------ SELECTED EXCERPT
The specific contribution of Bbgas3 to mediating resistance to extreme alkaline pH is, to our knowledge, the only example of such a strictly defined role for a fungal β-1,3-glycanosyltransferase. Further work determining the enzymatic mode of its action, i.e., what glucan cross-links are made by the enzyme that helps confer alkaline resistance to a membrane, is warranted. Our data show a decrease in cell wall thickness in the ΔBbgas3 mutant (at pH 10 but not pH 7), as well as global changes in cell wall carbohydrate content, including increased alkaline-insoluble glucan and chitin content and decreased alkaline-soluble content (again all only at pH 10), factors that affect cell wall integrity. In addition, increased deposition of chitin was seen at hyphal tips, and alterations in cell wall carbohydrate epitopes were seen that can help account for the alkaline sensitivity of the gas3 mutant. However, it should also be noted that aside from the role in glucan remodeling, at least one of Gas proteins, namely, S. cerevisiae GAS1, has been shown to affect transcriptional silencing via carbohydrate modification of chromatin and/or via maintenance of ribosomal DNA (rDNA) integrity (12, 48). Thus, it cannot be ruled out that the effects of Bbgas3 may also involve such mechanisms. In conclusion, we report the function of gas3 in the insect-pathogenic fungus B. bassiana as a specific modulator of fungal adaptation to extreme alkaline conditions. Bbgas3 is a downstream target of PacC and acts as a cell wall glucan-remodeling enzyme.
MATERIALS AND METHODS
Fungal strains and culture conditions.B. bassiana wild-type strains Bb0062 and ATCC 90517 and various mutants were routinely grown/maintained on potato dextrose broth/agar (PDB/PDA) or Czapek-dox broth/agar (CZB/CZA) (BD Difco, Sparks, MD, USA) at 26°C for 7 to 14 days. Conidia harvested from agar plates were suspended in sterile 0.05% Tween 80 solution and filtered through a single sheet of lens-wiping paper to remove any hyphae and/or mycelia. The final conidial concentration was determined using a hemocytometer. For pH adaptation determination, the PDA medium was buffered with NaHPO4·NaH2PO4 or citric acid-glycine, as described previously (39).
------------
- PROBLEM TO WORK ON -
Reproduce everything in the Bbgas3 excerpt from "MATERIALS AND METHODS" down to "described previously (39).", copying it word for word.
------ STORED DATA
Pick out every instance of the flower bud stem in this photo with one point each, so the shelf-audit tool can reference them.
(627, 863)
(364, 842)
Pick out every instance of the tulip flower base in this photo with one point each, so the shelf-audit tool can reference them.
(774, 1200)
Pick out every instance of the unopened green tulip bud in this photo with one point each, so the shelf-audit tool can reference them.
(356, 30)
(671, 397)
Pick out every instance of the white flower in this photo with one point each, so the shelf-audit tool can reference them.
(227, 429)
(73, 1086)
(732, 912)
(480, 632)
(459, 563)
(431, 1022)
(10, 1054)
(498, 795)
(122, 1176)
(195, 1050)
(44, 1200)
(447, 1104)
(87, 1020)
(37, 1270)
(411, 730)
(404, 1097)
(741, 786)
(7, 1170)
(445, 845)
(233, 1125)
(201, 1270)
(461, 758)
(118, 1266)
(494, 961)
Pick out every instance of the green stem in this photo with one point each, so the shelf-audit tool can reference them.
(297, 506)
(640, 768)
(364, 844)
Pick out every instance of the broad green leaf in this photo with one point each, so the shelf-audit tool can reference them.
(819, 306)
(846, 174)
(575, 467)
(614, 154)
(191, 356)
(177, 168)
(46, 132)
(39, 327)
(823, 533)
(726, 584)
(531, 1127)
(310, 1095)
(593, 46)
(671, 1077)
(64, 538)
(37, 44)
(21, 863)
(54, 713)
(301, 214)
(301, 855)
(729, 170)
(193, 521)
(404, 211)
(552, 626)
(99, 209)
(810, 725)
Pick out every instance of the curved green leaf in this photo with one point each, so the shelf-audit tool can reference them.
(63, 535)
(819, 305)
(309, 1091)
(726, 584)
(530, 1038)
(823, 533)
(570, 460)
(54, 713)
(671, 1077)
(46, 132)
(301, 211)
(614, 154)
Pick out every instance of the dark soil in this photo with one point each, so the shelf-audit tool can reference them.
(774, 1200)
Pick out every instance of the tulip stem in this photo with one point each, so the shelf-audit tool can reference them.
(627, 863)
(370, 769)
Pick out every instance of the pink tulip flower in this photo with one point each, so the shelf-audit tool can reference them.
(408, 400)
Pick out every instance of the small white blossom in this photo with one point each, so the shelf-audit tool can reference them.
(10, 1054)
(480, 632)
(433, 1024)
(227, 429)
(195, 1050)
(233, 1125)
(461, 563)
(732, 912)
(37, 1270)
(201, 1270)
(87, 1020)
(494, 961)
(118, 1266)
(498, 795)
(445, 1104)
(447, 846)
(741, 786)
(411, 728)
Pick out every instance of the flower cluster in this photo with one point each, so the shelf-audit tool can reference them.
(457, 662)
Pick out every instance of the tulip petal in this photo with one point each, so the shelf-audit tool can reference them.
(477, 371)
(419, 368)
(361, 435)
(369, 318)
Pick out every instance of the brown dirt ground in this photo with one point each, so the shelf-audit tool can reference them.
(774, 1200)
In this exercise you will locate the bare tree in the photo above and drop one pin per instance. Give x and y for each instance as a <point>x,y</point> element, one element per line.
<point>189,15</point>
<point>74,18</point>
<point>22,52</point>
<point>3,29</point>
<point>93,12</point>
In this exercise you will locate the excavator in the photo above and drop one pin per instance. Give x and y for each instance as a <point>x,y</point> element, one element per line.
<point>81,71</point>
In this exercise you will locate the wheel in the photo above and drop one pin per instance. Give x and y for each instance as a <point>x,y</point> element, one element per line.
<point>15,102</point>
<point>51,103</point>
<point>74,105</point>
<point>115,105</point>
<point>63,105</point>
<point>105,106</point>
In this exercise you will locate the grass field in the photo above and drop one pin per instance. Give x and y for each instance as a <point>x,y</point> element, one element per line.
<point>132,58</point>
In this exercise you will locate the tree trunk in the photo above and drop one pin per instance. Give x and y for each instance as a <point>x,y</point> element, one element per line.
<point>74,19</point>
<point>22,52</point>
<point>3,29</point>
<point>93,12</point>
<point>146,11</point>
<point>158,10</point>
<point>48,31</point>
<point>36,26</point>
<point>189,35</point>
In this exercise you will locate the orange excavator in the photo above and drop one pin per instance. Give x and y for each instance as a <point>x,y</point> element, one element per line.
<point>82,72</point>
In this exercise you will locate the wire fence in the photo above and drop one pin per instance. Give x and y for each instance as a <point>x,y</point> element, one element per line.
------------
- FINISHED EXERCISE -
MATERIALS AND METHODS
Fungal strains and culture conditions.B. bassiana wild-type strains Bb0062 and ATCC 90517 and various mutants were routinely grown/maintained on potato dextrose broth/agar (PDB/PDA) or Czapek-dox broth/agar (CZB/CZA) (BD Difco, Sparks, MD, USA) at 26°C for 7 to 14 days. Conidia harvested from agar plates were suspended in sterile 0.05% Tween 80 solution and filtered through a single sheet of lens-wiping paper to remove any hyphae and/or mycelia. The final conidial concentration was determined using a hemocytometer. For pH adaptation determination, the PDA medium was buffered with NaHPO4·NaH2PO4 or citric acid-glycine, as described previously (39).